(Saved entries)
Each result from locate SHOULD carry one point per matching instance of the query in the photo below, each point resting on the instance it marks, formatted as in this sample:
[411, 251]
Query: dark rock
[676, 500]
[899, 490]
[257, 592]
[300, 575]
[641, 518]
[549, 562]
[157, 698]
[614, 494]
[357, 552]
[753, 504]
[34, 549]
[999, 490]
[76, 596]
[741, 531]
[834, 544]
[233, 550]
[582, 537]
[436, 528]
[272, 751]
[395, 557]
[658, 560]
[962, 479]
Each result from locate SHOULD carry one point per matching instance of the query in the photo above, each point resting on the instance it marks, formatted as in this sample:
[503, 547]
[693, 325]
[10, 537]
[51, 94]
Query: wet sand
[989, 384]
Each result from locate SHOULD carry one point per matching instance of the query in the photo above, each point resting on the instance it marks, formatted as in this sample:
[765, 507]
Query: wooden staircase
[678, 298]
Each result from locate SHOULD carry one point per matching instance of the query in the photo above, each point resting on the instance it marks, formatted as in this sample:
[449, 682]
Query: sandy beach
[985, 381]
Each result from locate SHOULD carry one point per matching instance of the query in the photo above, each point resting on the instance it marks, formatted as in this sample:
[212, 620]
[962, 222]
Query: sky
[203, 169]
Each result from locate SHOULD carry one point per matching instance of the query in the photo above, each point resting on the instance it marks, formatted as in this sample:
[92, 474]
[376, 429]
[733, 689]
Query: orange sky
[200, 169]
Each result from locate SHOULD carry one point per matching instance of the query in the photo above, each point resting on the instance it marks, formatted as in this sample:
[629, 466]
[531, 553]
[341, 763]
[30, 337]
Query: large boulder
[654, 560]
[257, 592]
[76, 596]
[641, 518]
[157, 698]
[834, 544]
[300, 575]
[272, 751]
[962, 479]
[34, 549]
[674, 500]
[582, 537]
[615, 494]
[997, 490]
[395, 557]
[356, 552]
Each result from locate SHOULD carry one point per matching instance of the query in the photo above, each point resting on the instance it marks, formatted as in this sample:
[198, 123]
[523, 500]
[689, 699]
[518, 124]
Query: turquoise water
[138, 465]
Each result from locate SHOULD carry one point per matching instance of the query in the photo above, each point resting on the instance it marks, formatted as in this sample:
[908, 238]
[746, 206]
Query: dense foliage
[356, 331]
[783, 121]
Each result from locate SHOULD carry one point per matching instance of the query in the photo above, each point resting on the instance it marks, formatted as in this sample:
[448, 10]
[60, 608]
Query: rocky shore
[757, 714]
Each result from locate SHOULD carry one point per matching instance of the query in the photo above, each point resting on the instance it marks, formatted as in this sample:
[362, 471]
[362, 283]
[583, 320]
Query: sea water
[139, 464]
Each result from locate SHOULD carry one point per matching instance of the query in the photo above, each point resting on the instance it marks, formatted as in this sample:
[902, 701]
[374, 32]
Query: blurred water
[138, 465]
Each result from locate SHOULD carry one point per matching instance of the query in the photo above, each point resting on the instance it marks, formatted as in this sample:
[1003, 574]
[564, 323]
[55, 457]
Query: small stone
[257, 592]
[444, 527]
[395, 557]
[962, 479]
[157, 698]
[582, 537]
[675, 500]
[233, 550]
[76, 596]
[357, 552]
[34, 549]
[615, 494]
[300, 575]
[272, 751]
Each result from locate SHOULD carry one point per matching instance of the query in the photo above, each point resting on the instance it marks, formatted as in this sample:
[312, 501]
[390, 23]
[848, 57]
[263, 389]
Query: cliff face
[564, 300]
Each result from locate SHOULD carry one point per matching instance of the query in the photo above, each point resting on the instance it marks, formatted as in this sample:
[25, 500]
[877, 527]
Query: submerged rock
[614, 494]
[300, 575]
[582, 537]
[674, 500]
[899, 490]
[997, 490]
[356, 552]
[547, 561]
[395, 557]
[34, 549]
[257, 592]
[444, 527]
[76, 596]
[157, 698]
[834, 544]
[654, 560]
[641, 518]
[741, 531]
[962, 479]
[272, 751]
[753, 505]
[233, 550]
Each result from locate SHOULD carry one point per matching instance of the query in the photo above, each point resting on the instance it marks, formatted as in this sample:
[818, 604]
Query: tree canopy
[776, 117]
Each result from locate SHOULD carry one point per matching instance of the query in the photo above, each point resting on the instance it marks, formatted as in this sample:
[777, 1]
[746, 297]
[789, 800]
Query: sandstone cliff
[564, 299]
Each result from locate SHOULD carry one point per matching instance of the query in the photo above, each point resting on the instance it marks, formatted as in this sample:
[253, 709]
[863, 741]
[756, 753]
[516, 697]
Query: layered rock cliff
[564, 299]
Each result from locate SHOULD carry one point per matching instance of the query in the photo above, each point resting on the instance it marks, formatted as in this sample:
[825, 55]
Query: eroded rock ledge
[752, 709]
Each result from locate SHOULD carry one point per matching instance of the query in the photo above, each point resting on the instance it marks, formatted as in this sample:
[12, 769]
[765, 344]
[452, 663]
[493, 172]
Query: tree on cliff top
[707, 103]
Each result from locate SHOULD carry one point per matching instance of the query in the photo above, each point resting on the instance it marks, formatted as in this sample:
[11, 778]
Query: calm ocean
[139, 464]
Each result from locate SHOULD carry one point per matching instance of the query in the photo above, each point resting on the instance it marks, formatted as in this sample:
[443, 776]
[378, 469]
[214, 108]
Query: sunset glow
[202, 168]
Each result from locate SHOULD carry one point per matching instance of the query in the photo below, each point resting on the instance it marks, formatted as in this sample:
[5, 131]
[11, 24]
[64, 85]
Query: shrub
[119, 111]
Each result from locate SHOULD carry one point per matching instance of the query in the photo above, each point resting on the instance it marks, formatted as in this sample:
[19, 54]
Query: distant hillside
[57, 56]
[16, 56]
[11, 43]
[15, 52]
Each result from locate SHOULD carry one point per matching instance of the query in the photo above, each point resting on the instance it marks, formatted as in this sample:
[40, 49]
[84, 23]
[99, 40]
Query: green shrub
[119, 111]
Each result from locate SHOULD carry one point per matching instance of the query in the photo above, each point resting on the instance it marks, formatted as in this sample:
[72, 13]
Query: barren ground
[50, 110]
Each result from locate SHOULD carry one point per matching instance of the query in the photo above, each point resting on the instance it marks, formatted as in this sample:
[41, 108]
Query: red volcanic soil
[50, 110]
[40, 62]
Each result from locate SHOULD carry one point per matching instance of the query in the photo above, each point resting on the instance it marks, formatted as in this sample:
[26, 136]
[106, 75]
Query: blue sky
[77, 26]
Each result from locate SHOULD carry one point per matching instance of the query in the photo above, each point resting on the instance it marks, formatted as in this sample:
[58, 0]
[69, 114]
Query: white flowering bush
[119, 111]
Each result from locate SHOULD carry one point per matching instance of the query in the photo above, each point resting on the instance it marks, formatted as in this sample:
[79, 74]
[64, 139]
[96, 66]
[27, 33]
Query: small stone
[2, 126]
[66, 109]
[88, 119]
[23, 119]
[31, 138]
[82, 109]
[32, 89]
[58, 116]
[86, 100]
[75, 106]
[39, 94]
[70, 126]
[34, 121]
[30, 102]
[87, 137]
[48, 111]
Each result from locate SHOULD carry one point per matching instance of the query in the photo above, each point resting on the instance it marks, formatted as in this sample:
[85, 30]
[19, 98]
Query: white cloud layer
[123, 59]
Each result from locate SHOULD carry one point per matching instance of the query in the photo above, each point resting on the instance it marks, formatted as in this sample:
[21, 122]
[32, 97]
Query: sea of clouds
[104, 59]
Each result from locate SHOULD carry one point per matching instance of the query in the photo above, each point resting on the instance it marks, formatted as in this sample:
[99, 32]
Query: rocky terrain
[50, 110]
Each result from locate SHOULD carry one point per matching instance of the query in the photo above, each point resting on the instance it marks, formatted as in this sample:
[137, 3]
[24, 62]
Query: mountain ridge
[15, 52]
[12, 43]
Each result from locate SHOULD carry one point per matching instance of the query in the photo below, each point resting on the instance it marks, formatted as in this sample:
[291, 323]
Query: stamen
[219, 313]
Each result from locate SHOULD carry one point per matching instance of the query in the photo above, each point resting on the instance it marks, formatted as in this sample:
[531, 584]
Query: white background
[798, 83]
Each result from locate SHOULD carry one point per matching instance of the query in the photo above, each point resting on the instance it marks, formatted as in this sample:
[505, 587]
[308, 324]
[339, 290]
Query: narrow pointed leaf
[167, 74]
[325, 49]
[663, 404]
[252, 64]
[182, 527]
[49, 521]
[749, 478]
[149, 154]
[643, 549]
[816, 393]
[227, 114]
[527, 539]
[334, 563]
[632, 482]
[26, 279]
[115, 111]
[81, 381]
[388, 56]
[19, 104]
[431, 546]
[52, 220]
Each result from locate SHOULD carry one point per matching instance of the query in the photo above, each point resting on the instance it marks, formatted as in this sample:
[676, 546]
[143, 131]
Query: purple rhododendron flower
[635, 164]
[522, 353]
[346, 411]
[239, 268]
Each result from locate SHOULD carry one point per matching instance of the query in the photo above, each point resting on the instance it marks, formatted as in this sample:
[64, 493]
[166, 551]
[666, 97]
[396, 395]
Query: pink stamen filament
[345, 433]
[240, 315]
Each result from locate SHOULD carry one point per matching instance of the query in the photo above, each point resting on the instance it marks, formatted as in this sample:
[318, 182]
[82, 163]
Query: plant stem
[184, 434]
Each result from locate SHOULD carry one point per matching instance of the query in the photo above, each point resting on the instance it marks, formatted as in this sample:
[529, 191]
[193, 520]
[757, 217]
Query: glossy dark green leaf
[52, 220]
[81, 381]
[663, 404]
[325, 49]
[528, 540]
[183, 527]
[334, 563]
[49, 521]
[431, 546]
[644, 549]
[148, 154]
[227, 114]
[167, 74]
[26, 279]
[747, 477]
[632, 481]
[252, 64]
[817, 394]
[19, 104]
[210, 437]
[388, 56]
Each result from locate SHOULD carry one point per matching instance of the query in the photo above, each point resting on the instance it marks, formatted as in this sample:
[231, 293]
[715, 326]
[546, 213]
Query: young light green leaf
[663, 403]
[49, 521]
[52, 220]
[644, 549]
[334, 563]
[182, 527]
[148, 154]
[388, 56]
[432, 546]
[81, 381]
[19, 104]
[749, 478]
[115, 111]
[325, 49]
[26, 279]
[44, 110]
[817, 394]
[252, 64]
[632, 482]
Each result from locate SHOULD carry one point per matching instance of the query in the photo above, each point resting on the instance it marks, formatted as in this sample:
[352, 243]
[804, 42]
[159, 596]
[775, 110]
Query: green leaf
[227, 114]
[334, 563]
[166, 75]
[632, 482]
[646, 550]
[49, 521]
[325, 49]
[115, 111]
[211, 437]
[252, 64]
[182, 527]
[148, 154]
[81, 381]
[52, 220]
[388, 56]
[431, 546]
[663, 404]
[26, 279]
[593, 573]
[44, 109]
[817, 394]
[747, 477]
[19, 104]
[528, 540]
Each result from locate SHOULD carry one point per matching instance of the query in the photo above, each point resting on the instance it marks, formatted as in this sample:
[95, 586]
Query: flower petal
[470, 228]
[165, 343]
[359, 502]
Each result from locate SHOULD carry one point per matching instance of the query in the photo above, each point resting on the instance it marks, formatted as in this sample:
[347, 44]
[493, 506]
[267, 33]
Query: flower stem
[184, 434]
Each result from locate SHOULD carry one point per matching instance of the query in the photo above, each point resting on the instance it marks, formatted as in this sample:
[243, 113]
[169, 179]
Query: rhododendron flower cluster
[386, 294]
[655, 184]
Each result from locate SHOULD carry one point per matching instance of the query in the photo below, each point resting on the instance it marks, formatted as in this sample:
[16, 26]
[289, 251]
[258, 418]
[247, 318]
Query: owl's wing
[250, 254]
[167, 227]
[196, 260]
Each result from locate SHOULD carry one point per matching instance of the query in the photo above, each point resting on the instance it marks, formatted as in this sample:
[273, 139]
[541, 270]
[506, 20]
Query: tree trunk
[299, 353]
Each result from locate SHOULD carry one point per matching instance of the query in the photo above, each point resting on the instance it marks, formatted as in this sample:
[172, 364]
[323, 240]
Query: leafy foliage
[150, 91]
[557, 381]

_Work required_:
From the line containing "Query: tree trunk" to the final line of the data above, transcribe every line exactly and nothing more.

_Answer below_:
Query: tree trunk
[299, 353]
Each result from locate SHOULD carry one point per matching instance of the query in the photo above, each point resting on the instance it marks, formatted as in this sample:
[172, 364]
[323, 240]
Query: leafy foliage
[150, 91]
[557, 381]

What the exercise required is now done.